TO BE DONE:
From the material below, select every line containing the string "number" and copy those lines out. Matching is case-sensitive.

Rows from a segmentation dataset:

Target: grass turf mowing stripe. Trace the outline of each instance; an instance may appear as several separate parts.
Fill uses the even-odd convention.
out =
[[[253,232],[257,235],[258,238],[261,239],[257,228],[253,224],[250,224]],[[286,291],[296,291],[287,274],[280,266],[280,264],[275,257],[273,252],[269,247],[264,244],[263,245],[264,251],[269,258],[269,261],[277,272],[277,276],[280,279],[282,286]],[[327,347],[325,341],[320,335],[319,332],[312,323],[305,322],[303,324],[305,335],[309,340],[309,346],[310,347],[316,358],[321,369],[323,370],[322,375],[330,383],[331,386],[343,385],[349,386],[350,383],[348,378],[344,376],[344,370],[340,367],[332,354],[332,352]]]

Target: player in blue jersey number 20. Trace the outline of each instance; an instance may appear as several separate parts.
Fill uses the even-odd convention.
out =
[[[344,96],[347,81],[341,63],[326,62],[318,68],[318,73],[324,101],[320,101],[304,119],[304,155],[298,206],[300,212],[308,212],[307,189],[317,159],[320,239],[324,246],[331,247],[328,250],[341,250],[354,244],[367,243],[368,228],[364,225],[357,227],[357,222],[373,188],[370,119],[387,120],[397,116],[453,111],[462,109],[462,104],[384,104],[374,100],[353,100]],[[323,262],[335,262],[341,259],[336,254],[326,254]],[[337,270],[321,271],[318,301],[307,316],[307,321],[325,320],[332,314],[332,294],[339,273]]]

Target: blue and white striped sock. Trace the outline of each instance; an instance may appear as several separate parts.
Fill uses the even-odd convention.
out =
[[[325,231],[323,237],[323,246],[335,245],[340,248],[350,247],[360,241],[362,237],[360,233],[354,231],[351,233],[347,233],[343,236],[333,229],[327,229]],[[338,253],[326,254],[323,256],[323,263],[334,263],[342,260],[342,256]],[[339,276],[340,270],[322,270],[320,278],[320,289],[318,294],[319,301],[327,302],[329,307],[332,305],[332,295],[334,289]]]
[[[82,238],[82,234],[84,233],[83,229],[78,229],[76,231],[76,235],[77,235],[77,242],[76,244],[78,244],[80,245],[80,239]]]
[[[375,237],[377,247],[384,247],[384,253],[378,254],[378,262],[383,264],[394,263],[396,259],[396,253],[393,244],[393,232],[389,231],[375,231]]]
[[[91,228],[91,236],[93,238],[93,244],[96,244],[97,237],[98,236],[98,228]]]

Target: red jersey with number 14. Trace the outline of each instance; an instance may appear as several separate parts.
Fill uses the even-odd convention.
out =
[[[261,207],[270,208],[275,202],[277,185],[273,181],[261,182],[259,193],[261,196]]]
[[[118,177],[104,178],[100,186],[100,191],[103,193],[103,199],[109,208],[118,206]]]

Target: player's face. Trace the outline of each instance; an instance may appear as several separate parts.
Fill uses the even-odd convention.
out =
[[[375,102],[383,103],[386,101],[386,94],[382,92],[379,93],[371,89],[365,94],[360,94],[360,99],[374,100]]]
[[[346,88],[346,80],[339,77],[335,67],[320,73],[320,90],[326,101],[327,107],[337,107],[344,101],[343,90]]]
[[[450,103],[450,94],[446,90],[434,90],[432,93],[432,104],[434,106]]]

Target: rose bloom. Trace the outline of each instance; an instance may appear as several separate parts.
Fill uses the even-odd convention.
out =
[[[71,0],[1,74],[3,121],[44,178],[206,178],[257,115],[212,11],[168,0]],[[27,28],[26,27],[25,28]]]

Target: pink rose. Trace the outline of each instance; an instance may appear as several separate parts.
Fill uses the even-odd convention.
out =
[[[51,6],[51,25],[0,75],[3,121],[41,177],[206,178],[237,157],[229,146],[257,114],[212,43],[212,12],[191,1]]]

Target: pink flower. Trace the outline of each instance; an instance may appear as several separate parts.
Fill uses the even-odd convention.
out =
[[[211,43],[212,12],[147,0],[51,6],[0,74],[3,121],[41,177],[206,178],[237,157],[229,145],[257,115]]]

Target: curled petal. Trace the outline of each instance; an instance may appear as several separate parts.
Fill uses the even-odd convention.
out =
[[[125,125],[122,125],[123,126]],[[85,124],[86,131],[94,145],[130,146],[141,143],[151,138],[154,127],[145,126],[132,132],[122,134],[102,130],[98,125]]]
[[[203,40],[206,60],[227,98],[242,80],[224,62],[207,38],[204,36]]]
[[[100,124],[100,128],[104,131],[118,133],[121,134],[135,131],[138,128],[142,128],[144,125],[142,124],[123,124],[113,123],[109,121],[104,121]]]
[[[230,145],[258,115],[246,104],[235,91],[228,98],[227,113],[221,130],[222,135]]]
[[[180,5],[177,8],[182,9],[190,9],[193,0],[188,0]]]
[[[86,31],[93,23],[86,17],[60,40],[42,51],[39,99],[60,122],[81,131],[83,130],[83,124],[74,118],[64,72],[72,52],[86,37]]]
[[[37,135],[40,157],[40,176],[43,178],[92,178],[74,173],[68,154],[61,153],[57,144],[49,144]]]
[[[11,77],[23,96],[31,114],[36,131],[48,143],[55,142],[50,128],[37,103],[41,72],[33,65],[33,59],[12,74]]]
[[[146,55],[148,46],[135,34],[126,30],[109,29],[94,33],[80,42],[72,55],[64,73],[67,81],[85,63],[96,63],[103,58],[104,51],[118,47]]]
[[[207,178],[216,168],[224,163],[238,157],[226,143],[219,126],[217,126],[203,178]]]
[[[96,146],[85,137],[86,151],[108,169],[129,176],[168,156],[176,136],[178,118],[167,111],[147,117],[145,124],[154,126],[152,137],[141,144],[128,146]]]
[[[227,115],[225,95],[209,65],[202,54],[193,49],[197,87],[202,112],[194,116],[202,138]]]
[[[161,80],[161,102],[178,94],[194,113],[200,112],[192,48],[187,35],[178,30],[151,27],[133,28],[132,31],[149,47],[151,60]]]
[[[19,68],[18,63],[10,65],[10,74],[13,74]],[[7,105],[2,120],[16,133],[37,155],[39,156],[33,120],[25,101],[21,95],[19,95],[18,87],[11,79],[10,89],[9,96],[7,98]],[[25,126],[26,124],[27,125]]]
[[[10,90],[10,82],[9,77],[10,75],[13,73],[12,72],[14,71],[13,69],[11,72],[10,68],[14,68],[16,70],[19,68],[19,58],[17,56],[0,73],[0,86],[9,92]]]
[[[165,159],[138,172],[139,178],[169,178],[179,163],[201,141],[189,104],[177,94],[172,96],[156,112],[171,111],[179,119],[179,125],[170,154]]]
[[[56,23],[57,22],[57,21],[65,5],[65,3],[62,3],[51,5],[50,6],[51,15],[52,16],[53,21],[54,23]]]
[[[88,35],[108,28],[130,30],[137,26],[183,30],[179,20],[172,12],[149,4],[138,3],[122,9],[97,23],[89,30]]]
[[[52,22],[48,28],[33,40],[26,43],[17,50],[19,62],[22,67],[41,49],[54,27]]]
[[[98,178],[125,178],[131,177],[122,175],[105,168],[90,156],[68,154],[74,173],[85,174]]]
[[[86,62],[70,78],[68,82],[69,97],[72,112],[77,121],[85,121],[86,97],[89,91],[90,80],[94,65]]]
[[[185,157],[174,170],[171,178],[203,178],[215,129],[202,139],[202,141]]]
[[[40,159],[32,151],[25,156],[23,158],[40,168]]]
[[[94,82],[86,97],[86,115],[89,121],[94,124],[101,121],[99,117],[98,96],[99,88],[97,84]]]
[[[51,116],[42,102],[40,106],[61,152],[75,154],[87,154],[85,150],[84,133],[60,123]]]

COMPLETE ANSWER:
Target: player in blue jersey number 20. Trace the outline of each instance; an instance may appear as several separate parts.
Target: red jersey with number 14. Trace the outline of each instance; an instance may appear as several separate parts.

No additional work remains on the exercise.